Set down, character for character, everything in the records below from the line holding "positive clicks: (438, 397)" down to the line holding "rough mask: <svg", and no other line.

[Opening GIVEN INFORMATION section]

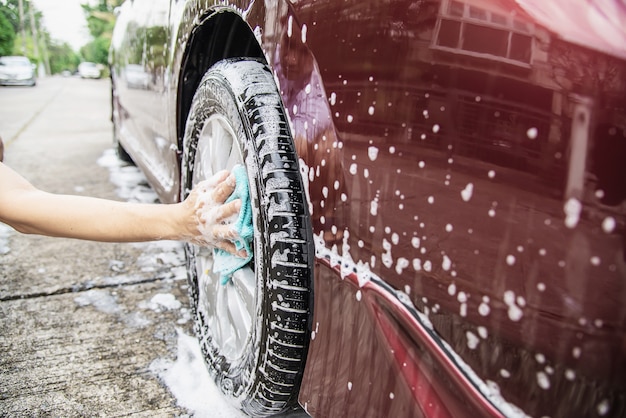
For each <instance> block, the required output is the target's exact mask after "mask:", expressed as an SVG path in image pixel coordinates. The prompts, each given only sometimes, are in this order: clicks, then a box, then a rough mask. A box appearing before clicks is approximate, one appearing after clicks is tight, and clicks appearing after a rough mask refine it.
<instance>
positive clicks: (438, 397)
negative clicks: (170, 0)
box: [111, 0, 626, 417]
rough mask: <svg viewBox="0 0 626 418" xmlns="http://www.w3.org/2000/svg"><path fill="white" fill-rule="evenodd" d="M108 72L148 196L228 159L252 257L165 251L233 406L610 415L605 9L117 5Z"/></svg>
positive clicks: (128, 142) (566, 7)
mask: <svg viewBox="0 0 626 418" xmlns="http://www.w3.org/2000/svg"><path fill="white" fill-rule="evenodd" d="M129 66H132V68H139V69H141V71H142V73H143V74H145V75H146V78H147V79H149V80H150V83H146V84H145V85H144V86H142V88H133V83H128V82H127V81H128V80H125V79H124V77H125V75H126V74H128V72H127V71H125V69H126V68H127V67H129ZM111 69H112V71H111V73H112V87H113V90H112V91H113V96H112V104H113V121H114V127H115V138H116V141H117V143H118V145H119V149H120V151H121V152H122V153H124V154H126V153H127V154H128V156H130V157H131V158H132V160H133V161H134V162H135V163H136V164H137V165H138V166H139V167H140V168H141V169H142V170H143V171H144V172H145V173H146V175H147V177H148V178H149V180H150V182H151V183H152V185H153V187H154V188H155V190H156V191H157V193H158V194H159V196H160V197H161V199H162V200H163V202H175V201H178V200H180V199H182V198H184V196H185V195H186V194H187V193H188V192H189V190H190V189H191V188H192V187H193V186H194V184H195V183H197V182H199V181H200V180H202V179H204V178H206V177H208V176H210V175H211V174H212V173H214V172H216V171H218V170H221V169H224V168H227V169H229V168H232V167H234V166H235V165H236V164H243V165H244V166H245V167H246V170H247V175H248V179H249V183H250V193H251V202H252V212H253V223H254V228H255V236H254V244H253V247H254V258H253V260H252V261H251V262H250V263H249V264H248V265H246V266H245V267H244V268H243V269H241V270H239V271H238V272H237V273H235V274H234V275H233V277H232V280H230V281H229V282H228V283H227V284H226V285H222V284H220V280H219V277H218V276H217V275H216V274H215V273H213V269H214V263H215V262H216V260H215V257H214V254H213V252H212V251H210V250H207V249H205V248H199V247H193V246H190V247H188V248H187V251H186V254H187V260H188V272H189V281H190V284H191V286H190V288H191V292H190V293H191V300H192V305H193V308H194V314H195V328H196V331H197V335H198V338H199V341H200V345H201V347H202V350H203V353H204V355H205V358H206V364H207V367H208V369H209V371H210V373H211V375H212V376H213V378H214V379H215V381H216V382H217V384H218V386H219V387H220V388H221V389H222V391H223V392H224V394H225V396H227V397H228V398H229V399H231V400H232V402H233V403H235V404H236V405H238V406H239V407H240V408H241V409H242V410H243V411H245V412H246V413H248V414H249V415H254V416H265V415H272V414H278V413H281V412H283V411H289V410H291V409H293V408H294V407H298V405H300V406H301V407H302V408H304V410H305V411H306V412H307V413H308V414H310V415H312V416H315V417H338V416H349V417H352V416H354V417H362V416H371V417H383V416H384V417H401V416H402V417H410V416H416V417H419V416H437V417H441V416H450V417H462V416H467V417H479V416H480V417H483V416H525V415H529V416H537V417H540V416H550V417H580V416H615V417H618V416H626V248H625V241H626V229H625V228H626V225H625V223H626V217H625V211H626V5H625V4H624V2H623V1H620V0H603V1H586V0H560V1H556V0H552V1H551V0H463V1H460V0H412V1H408V0H407V1H400V0H398V1H394V0H386V1H362V0H358V1H357V0H344V1H338V0H316V1H313V0H310V1H307V0H292V1H283V0H276V1H258V0H257V1H246V0H237V1H235V0H231V1H215V2H213V1H192V0H187V1H178V0H176V1H170V2H168V1H154V0H134V1H127V2H126V3H125V4H124V5H123V6H122V7H121V10H120V14H119V15H118V20H117V24H116V29H115V32H114V35H113V39H112V47H111ZM217 262H219V261H217Z"/></svg>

[Closing GIVEN INFORMATION section]

▶ _PROBLEM SOLUTION_:
positive clicks: (438, 397)
negative clicks: (170, 0)
box: [111, 0, 626, 417]
rough mask: <svg viewBox="0 0 626 418" xmlns="http://www.w3.org/2000/svg"><path fill="white" fill-rule="evenodd" d="M108 72L148 196L228 159L252 257L165 251L233 406L610 415L605 9L117 5Z"/></svg>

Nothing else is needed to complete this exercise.